■ Short problem 1 ■
Pick out every line of the rows that contains the word "yellow".

All operators mentioned below commonly have a required property: "attributes" 
and two optional properties: "limit" and "offset".

{
        "attributes" : "attr1_name, attr2_name, attr3_name",
        "limit" : "10 (this property is optional)",
        "offset" : "5 (this property is optional)"
}

Matcher operators:
{
        "operator_type" : "KeywordMatcher",
        "keyword" : "a_keyword",
        "matching_type" : "one of: [conjunction, phrase, substring]"
}

{
        "operator_type" : "DictionaryMatcher",
        "dictionary" : "dict_entry_1, dict_entry_2, dict_entry_3",
        "matching_type" : "one of: [conjunction, phrase, substring]"

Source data
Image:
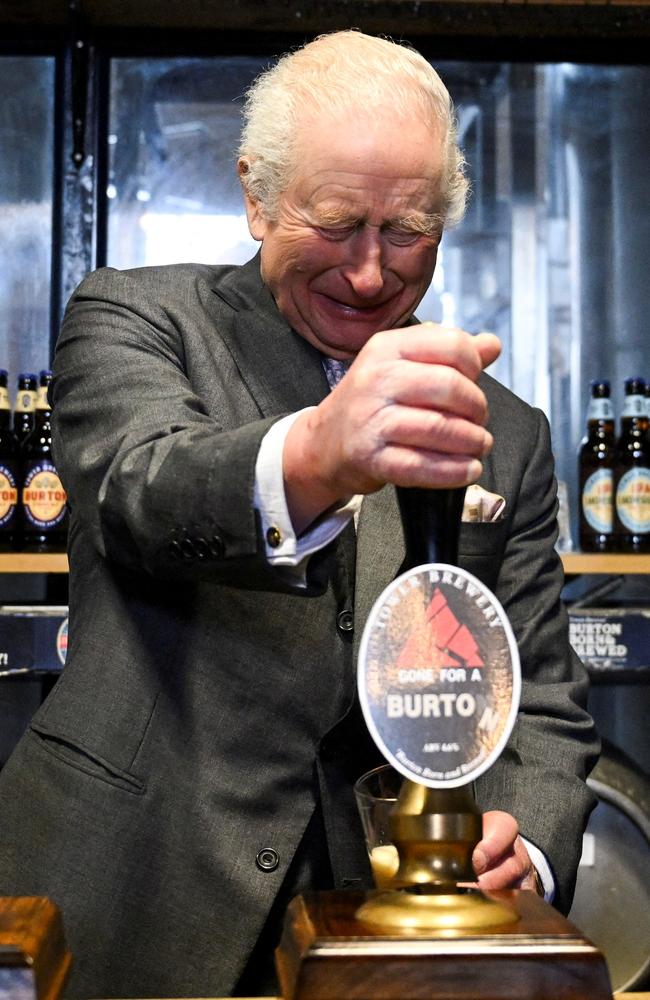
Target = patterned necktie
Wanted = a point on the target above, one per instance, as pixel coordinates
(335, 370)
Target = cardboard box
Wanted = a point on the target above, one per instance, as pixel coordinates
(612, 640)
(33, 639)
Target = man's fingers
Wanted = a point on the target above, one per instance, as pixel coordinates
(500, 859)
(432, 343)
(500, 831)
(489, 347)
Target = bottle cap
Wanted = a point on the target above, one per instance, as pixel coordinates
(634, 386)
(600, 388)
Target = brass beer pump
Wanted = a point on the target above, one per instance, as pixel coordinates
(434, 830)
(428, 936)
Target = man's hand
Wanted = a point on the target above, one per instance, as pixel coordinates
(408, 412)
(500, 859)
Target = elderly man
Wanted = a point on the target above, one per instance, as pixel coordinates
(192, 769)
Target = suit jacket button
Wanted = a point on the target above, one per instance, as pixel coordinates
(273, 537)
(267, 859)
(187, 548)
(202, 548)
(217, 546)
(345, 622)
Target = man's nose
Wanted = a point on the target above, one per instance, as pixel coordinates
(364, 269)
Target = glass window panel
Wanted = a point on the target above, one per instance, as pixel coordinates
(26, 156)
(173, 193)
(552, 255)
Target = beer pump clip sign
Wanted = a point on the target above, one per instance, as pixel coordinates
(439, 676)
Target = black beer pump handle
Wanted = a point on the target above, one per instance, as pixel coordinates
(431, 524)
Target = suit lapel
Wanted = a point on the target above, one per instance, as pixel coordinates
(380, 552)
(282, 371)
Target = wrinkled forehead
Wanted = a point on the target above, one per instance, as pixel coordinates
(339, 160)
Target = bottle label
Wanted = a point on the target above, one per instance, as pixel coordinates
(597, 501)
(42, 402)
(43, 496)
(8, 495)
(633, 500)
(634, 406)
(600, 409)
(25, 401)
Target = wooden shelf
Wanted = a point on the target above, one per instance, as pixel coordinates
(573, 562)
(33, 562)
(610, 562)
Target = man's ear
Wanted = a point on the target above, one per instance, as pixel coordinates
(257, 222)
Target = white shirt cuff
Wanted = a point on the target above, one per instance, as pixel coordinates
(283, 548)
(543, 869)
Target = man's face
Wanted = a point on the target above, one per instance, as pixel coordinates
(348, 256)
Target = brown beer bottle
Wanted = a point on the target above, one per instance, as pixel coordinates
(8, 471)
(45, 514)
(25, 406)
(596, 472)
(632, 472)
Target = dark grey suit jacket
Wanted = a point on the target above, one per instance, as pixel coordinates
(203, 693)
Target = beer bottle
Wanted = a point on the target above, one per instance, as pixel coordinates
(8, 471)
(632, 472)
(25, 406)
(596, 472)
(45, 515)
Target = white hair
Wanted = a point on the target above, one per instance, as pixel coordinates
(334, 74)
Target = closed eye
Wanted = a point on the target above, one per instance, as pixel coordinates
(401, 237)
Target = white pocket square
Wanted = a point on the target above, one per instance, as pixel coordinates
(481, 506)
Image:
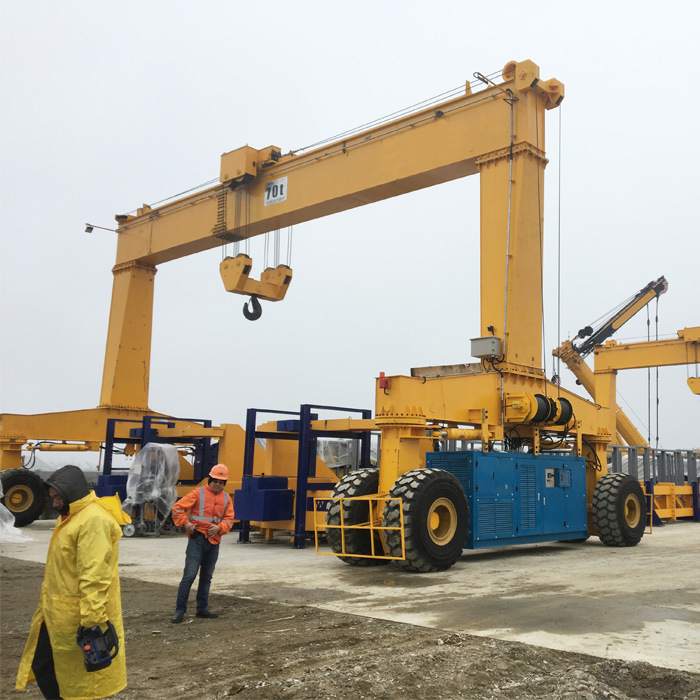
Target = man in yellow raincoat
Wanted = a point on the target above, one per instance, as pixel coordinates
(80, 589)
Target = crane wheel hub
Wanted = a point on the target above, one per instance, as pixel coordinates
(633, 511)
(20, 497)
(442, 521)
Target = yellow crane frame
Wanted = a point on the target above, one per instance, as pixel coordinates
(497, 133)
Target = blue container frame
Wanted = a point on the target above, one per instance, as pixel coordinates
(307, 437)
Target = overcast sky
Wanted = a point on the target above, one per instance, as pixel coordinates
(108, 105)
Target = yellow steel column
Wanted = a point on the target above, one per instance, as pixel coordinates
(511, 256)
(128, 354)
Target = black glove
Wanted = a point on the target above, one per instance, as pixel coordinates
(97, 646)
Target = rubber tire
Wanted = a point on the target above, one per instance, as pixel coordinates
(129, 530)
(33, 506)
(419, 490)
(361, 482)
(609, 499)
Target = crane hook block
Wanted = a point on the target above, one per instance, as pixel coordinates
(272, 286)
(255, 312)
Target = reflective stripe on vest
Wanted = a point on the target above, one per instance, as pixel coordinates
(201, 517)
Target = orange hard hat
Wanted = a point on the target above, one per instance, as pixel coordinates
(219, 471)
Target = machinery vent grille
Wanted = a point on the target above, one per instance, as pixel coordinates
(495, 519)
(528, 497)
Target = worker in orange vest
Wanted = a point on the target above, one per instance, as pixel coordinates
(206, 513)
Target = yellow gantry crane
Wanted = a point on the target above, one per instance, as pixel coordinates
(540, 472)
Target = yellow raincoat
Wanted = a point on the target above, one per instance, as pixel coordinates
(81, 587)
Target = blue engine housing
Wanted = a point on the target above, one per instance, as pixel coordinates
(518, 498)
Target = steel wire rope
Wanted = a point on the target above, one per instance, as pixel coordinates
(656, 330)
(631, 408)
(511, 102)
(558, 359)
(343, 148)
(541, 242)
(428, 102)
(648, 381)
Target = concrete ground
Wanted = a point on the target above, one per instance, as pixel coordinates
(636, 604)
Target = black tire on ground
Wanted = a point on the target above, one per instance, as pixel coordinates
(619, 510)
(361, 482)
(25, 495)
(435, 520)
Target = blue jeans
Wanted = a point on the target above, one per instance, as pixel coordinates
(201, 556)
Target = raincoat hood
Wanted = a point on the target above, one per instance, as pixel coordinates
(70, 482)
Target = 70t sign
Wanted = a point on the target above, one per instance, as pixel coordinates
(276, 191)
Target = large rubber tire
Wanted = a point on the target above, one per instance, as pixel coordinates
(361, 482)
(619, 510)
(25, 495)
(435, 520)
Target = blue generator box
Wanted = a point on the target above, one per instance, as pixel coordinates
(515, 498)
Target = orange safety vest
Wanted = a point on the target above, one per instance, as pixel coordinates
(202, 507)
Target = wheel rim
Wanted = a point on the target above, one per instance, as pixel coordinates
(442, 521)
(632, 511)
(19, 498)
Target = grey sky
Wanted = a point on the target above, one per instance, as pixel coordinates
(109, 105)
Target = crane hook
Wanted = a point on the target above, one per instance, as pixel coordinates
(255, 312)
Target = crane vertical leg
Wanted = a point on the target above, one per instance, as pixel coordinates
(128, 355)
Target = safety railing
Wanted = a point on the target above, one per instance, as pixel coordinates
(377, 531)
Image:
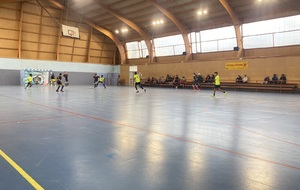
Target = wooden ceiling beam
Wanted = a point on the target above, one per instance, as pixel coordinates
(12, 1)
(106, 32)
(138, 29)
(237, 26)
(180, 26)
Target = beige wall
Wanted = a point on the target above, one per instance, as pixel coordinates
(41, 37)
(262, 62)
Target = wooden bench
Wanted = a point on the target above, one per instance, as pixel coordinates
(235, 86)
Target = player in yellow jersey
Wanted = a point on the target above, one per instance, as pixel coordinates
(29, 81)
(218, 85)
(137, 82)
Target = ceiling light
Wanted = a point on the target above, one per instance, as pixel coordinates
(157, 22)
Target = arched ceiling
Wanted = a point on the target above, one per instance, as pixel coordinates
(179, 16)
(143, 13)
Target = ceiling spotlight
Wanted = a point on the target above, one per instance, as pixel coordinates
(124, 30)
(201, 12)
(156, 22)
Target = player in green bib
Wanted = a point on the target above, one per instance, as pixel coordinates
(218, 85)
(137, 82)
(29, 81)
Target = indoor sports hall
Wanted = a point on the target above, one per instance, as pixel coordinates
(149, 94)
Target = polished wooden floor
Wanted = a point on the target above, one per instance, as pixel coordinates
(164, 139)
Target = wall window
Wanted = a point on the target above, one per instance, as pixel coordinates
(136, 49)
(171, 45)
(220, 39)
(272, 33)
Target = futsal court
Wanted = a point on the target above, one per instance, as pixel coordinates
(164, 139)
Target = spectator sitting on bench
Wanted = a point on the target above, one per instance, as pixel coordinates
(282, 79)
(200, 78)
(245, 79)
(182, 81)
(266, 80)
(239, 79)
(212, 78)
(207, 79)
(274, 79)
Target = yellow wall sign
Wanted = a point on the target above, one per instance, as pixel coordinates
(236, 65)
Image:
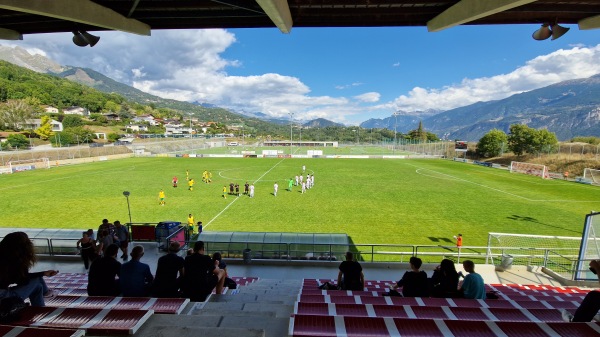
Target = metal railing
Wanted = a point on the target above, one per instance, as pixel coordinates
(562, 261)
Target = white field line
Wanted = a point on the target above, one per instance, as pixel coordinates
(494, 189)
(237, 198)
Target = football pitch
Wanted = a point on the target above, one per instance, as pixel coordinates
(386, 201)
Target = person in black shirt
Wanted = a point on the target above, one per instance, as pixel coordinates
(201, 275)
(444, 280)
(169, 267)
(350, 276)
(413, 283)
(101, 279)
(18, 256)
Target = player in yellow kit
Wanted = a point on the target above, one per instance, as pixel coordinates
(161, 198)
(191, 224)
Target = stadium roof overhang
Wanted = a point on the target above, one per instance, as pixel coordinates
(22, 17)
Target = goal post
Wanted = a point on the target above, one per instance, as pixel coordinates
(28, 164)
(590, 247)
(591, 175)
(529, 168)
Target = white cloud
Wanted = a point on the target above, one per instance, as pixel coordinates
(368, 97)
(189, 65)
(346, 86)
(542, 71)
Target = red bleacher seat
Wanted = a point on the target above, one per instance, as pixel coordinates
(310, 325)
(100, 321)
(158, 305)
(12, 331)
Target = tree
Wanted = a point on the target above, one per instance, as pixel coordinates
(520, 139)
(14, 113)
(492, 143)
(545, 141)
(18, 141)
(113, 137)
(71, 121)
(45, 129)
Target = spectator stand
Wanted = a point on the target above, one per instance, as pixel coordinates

■ Short problem 2 ■
Based on the passage on operators above, decide whether each statement agrees with it: (a) The "attributes" property is optional. (b) The "limit" and "offset" properties are optional. (c) A KeywordMatcher's "matching_type" can be substring. Answer yes or no for each and quote the deciding words.

■ Written response 1 ■
Target = man in yellow raincoat
Target = yellow crane frame
Target = yellow steel column
Target = yellow gantry crane
Target = yellow raincoat
Target = player in yellow jersey
Target = yellow wall sign
Target = player in yellow kit

■ Written response 2 ■
(a) No: "commonly have a required property: "attributes""
(b) Yes: "two optional properties: "limit" and "offset""
(c) Yes: "one of: [conjunction, phrase, substring]"